Extract provided:

☆ ☆ ☆ ☆ ☆ ☆ ☆

This skill -prepping- translates will into real life. I assemble salads for lunch before a busy workweek and I do groceries on Thursday in case of a busy weekend. I clean my desk if I have a lot of writing planned the next day.
Doing multiple things at once
Having potatoes roasting in the oven, broccoli in the steamer, chicken marinating and chocolate mousse stiffening up in the fridge: you gotta keep an eye on everything.
Cooking requires you to multitask because it is necessary for a successful meal with multiple dishes: if you want everything ready to serve at the same time for dinner, you gotta take that into account when prepping, cooking and serving!
And not just that, but my God we can make such a mess while we’re cooking. And it is so incredibly wonderful to clean while cooking, because there are all these wasted moments while waiting for water to boil of for a dish to be done. So in the mean time: throw away the plastic and potato peels, rinse bowls and put them in the dish washer, maybe clean the counter. You save yourself SO much extra time by doing this.
Whereas traditional multitasking has proven to be ineffective, there is no denying we always have several responsibilities in our life to keep an eye on. Needing to keep my eye on different pots and pans has helped me to do that. And the cleaning-while-cooking has taught me to make use of those little moments in between things. I clean a bit while waiting for my tea or coffee in the kitchen, I fold and sort laundry in Pomodoro breaks and I try to take dirty dishes back to the kitchen when I’m walking there anyway.
Cooking has taught me that.
I’m not very good with instruction manuals; I throw them out and I just turn on my new iPhone, computer or Alexa and hope for the best.
But I’m a good recipe follower, because I know that it’s worth it. Someone has carefully laid out these steps for anyone else in order to make the best version of a dish as possible, and I respect that. So I read carefully, I take it step by step — only once I have mastered the basic steps of the recipe I start faffing around and adding on.
Through that practice with the recipes, I have become more acquainted with working in steps. Taking my time going through chapters start to finish of a study book, painting an entire kitchen with Vin over the summer, not rushing but carefully starting and finishing.

☆ ☆ ☆ ☆ ☆ ☆ ☆

Given data:
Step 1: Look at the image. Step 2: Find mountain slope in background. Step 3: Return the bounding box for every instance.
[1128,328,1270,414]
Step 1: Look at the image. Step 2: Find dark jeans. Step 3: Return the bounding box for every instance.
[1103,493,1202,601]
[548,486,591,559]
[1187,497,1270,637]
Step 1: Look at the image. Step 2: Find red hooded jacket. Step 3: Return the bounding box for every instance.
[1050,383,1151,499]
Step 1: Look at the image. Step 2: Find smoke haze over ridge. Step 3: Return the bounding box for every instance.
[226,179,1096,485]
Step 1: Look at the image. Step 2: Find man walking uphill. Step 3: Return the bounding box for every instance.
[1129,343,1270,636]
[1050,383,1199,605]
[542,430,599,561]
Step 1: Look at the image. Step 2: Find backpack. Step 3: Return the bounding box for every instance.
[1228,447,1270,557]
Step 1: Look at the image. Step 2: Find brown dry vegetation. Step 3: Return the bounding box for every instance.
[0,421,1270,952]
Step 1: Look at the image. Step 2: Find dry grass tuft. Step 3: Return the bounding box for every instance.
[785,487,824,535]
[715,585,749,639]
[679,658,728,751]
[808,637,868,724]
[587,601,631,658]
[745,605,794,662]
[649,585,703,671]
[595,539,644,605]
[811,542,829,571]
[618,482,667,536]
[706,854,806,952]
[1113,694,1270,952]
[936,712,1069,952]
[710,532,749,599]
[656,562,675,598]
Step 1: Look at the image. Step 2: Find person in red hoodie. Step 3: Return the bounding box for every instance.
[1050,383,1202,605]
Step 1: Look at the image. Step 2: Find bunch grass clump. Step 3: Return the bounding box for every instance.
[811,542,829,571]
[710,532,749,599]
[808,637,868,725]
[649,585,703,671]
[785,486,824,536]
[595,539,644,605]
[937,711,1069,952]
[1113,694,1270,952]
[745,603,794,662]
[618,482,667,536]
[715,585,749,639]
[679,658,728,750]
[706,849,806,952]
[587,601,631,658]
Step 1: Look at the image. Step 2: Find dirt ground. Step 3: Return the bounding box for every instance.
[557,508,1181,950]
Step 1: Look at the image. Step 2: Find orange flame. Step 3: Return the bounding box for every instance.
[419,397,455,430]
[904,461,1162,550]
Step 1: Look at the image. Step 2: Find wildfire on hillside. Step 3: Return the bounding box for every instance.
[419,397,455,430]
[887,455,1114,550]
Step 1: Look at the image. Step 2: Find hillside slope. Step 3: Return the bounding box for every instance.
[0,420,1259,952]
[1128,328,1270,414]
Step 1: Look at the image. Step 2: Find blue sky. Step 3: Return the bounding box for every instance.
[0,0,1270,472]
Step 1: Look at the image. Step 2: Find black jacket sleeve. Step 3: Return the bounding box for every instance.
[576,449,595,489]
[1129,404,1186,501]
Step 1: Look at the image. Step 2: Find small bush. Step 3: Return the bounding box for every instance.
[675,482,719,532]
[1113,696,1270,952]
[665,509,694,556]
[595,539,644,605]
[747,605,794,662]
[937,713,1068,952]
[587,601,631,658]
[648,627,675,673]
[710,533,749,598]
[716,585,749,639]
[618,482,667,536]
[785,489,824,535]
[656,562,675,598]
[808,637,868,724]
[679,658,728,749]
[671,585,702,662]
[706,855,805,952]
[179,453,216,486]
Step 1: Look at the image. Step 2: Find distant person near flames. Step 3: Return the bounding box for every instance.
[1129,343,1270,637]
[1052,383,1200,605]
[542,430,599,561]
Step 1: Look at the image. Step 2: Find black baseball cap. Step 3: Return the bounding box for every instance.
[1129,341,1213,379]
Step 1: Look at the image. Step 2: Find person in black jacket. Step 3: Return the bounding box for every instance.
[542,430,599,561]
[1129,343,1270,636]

☆ ☆ ☆ ☆ ☆ ☆ ☆

Brief 1:
List the foods that the piece on lessons from cooking describes as being prepared at the same time, with what is happening to each.
Brief 2:
Proceed with the piece on lessons from cooking, picking up after its final sentence.

Answer area 1:
Potatoes, roasting in the oven
Broccoli, in the steamer
Chicken, marinating
Chocolate mousse, stiffening up in the fridge

Answer area 2:
Speaking of not rushing…
Whether it’s making a cheese sauce from scratch, baking a banana bread or letting a ragout get all nice and rich — for good food you have to take your time.
You can’t blast the heat on something to make it go quicker. Well, you can, but the food never benefits from it, neither in taste, texture or total experience. Custard becomes scrambled eggs, roux burns and caramelised onions become black, crispy unusable flakes. So, rushing? Not a good idea in cooking.
Plus, because you can’t always tell if something is really done yet, especially with things in the oven like chicken or baked goods, you gotta be able to be patient.
Good things take time. And so, another important skill, crucial in planning and making things work, is practicing patience. I don’t rush my writing; let it sit for a while if I think it needs to stew in my brain for a while. I don’t jump to conclusions, I wait until the actual conclusion reveals itself. In my job, I wait a few days before I reply to a particularly unfriendly email, by then the other party usually sees they’ve been unreasonable and apologises anyway.
I believe that things you do teaches and trains you in a way that will ultimately effect everything else that you do. I believe this can apply to everything we do.
How you do things in the kitchen, how you treat other people, you look at things during creative projects: stuff like that boils over into the rest of your life.
So do things, and try to do them well.